Natural-language object grounding data:
BEGIN

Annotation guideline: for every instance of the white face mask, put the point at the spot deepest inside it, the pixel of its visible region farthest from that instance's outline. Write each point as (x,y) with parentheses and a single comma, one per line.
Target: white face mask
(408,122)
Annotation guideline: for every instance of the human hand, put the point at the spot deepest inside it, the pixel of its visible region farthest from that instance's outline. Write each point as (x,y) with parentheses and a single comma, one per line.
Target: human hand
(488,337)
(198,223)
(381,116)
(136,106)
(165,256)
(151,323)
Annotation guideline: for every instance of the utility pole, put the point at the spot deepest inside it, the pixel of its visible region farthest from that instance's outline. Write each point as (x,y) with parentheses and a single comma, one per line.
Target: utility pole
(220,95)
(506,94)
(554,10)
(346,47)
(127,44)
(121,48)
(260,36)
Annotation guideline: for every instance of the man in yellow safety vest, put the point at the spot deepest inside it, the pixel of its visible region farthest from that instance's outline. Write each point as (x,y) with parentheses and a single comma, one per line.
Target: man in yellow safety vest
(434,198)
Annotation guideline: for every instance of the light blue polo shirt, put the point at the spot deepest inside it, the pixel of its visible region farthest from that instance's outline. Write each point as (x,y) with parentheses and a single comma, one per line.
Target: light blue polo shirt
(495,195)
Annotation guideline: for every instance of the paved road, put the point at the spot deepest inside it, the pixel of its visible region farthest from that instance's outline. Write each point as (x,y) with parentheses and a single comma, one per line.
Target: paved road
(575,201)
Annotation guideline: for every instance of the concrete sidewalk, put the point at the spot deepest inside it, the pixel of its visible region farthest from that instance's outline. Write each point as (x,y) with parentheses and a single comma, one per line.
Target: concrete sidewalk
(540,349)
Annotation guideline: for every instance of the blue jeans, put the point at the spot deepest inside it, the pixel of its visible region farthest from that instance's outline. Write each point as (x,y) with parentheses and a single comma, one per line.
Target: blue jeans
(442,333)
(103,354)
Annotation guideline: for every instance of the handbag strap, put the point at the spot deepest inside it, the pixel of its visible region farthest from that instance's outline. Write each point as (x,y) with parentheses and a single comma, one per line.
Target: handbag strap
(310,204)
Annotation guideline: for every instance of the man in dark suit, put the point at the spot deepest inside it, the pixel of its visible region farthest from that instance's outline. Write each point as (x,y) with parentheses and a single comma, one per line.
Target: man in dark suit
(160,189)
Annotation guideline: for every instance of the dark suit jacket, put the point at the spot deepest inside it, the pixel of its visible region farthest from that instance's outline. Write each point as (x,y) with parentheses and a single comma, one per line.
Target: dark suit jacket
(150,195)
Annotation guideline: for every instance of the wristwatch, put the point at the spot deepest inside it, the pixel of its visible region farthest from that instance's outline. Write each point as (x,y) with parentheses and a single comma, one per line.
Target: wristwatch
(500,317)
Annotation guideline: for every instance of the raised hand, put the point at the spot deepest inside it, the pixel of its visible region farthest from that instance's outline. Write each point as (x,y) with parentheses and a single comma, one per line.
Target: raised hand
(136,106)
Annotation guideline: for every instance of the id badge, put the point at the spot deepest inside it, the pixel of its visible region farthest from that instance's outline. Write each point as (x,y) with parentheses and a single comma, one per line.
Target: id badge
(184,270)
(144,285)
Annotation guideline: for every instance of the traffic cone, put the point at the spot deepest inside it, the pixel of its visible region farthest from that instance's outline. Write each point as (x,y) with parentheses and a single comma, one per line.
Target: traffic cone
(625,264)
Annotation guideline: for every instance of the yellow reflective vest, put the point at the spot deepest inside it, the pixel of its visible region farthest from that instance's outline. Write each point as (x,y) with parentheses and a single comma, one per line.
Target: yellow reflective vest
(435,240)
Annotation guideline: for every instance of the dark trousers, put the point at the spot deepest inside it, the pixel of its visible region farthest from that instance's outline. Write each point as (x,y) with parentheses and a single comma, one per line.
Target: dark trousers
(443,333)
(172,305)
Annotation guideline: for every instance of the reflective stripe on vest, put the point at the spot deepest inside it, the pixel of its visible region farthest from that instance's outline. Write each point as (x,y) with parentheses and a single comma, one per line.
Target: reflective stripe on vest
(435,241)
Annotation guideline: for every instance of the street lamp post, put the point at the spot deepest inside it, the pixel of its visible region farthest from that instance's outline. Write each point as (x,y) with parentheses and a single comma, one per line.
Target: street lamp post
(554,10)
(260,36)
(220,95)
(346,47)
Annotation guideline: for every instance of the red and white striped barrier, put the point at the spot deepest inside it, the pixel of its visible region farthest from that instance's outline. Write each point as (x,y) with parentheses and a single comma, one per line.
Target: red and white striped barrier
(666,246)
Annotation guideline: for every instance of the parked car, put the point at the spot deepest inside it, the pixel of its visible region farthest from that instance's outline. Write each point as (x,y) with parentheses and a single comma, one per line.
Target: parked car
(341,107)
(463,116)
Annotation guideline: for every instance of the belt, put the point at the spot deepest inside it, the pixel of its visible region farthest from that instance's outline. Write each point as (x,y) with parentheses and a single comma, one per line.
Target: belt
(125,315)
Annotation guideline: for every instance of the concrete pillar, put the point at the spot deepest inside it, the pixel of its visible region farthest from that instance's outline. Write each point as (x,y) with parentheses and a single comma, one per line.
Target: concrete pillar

END

THE PROBLEM
Quote all of the entries exactly as they appear.

SOLUTION TO THIS PROBLEM
Annotation guideline: for every instance of the white face mask, put the point at the spot deepest inside it, the pixel of its visible region farthest from that instance's outline. Write each point as (x,y) with parentheses and a single comma, one per line.
Target: white face mask
(408,122)
Annotation guideline: for every instance of the human hand, put the point at the spot deepest inside it, the pixel of its visible region farthest from that instance's outline. Write each point as (x,y) with parentheses and a single comma, one per line.
Target: human hand
(488,337)
(198,223)
(381,116)
(136,106)
(165,256)
(151,323)
Annotation guideline: for every instance of the utility pole, put the point at the spot deepest inside it, the pixel of its visible region farthest from that instance's outline. Write each point as (x,y) with parentheses and a single comma, one per line.
Target: utility pole
(220,95)
(506,94)
(554,10)
(346,47)
(127,44)
(121,48)
(260,36)
Annotation guideline: for every instance of the man in yellow safety vest, put the point at the spot deepest inside it, the pixel of its visible region farthest from that instance's outline. Write each point as (x,y) with parentheses and a single comma, one per line.
Target: man in yellow safety vest
(434,198)
Annotation guideline: for every instance of the light blue polo shirt, put the point at the spot deepest inside it, the pixel of its visible region farthest from that instance's outline. Write each point as (x,y) with parentheses and a single comma, one per line.
Target: light blue polo shirt
(495,195)
Annotation guideline: for every instance of the paved road, put the point at the spot deepest inside it, the pixel of its visible region farthest from that instance's outline. Write each point as (x,y) with parentheses and a single comma, one per line.
Target: paved road
(575,201)
Annotation guideline: for every instance of the concrete sidewalk, put the point at the spot deepest inside it, the pixel of its visible region farthest from that instance's outline. Write each point as (x,y) with parentheses and a single comma, one per line.
Target: concrete sidewalk
(540,349)
Annotation guideline: for every instance of the blue jeans, put the point at the spot deepest inside it, the pixel of its visible region farthest from that instance's outline. Write each point as (x,y) with parentheses and a single comma, one per line.
Target: blue jeans
(442,333)
(103,354)
Annotation guideline: for every instance of the handbag strap, put the point at the spot deepest inside it, the pixel of its visible region farthest from that instance's outline. Write each point as (x,y) with parentheses and a single comma, one per line.
Target: handbag strap
(310,204)
Annotation guideline: for every instance of the man in dark suit, put the point at the spot deepest inside it, the pixel of its visible region farthest from that instance's outline. Write each point as (x,y) with parentheses and a single comma, one per line.
Target: man in dark suit
(160,189)
Annotation guideline: for every instance of the dark suit jacket, put the point at the spot deepest inside it, the pixel of its visible region farthest from that instance's outline. Write each point as (x,y) with parentheses and a single comma, one per line.
Target: dark suit jacket
(150,195)
Annotation guideline: for every instance of the wristwatch, put the point at the spot deepest inside it, the pixel of its visible region farthest from that instance's outline. Write each point as (x,y) with parentheses and a single comma, one per line.
Target: wristwatch
(500,317)
Annotation guideline: for every instance of the raised hand, put the point at the spot deepest inside it, the pixel of its visible region farthest from that instance's outline. Write each point as (x,y) with parentheses and a single comma, one per line.
Target: raised hand
(136,106)
Annotation guideline: for every instance of the id badge, put the point at the spot deepest inside it, the pixel of its visible region farthest from that instance's outline. Write each point as (x,y) with parentheses and a single comma, one per line.
Target: id badge
(184,270)
(144,285)
Annotation guideline: for every instance of the traffic cone, put the point at the spot deepest inside it, the pixel of its visible region farthest from that instance's outline. Write each point as (x,y) with parentheses and a single comma, one per line.
Target: traffic cone
(625,264)
Annotation guideline: for every instance of the yellow reflective vest, put the point at the spot deepest inside it, the pixel of its visible region farthest from that instance's outline. Write each point as (x,y) with parentheses and a single comma, one per line.
Target: yellow reflective vest
(435,240)
Annotation guideline: for every instance of the dark trousers, put the point at the spot deepest inside it, the pixel of its visible region farthest from that instance's outline. Write each point as (x,y) with parentheses and a single comma, one per line.
Target: dark trousers
(443,333)
(172,305)
Annotation guideline: for every instance of the reflective stripe on vest, put the point at the spot deepest inside it, the pixel of its visible region farthest from that instance's outline. Write each point as (x,y) with parentheses and a single comma, one per line.
Target: reflective stripe on vest
(435,241)
Annotation guideline: for every instance of the street lamp post, put the point at the spot deepest inside it, the pixel of its visible region farthest from that instance's outline. Write each point as (x,y) with parentheses and a single comma, one per line.
Target: street lamp post
(554,10)
(260,36)
(220,95)
(346,47)
Annotation guideline: for every instance of the red and white striped barrier, put the point at the spot deepest inside it, the pixel of its visible region farthest from that instance's outline. Write each point as (x,y) with parentheses and a single comma, one per line.
Target: red and white striped barrier
(666,246)
Annotation guideline: for every instance of the parked car, put the point at the spot deepest inside it, the pixel of its visible region farthest from that instance's outline. Write each point as (x,y) with parentheses and a single comma, one per line.
Target: parked car
(341,107)
(463,116)
Annotation guideline: for every instance of the belt, put the point at the spot deepest inside it, the pixel of its visible region farthest from that instance's outline. Write each point as (x,y) with parentheses and a single comma, one per line.
Target: belt
(125,315)
Annotation guideline: for every instance of the concrete pillar, put the point at the spot deepest inside it, the pixel of its visible region farthest from that instance's outline. Write each point as (x,y) with parentheses and a single comma, one per line.
Target: concrete pillar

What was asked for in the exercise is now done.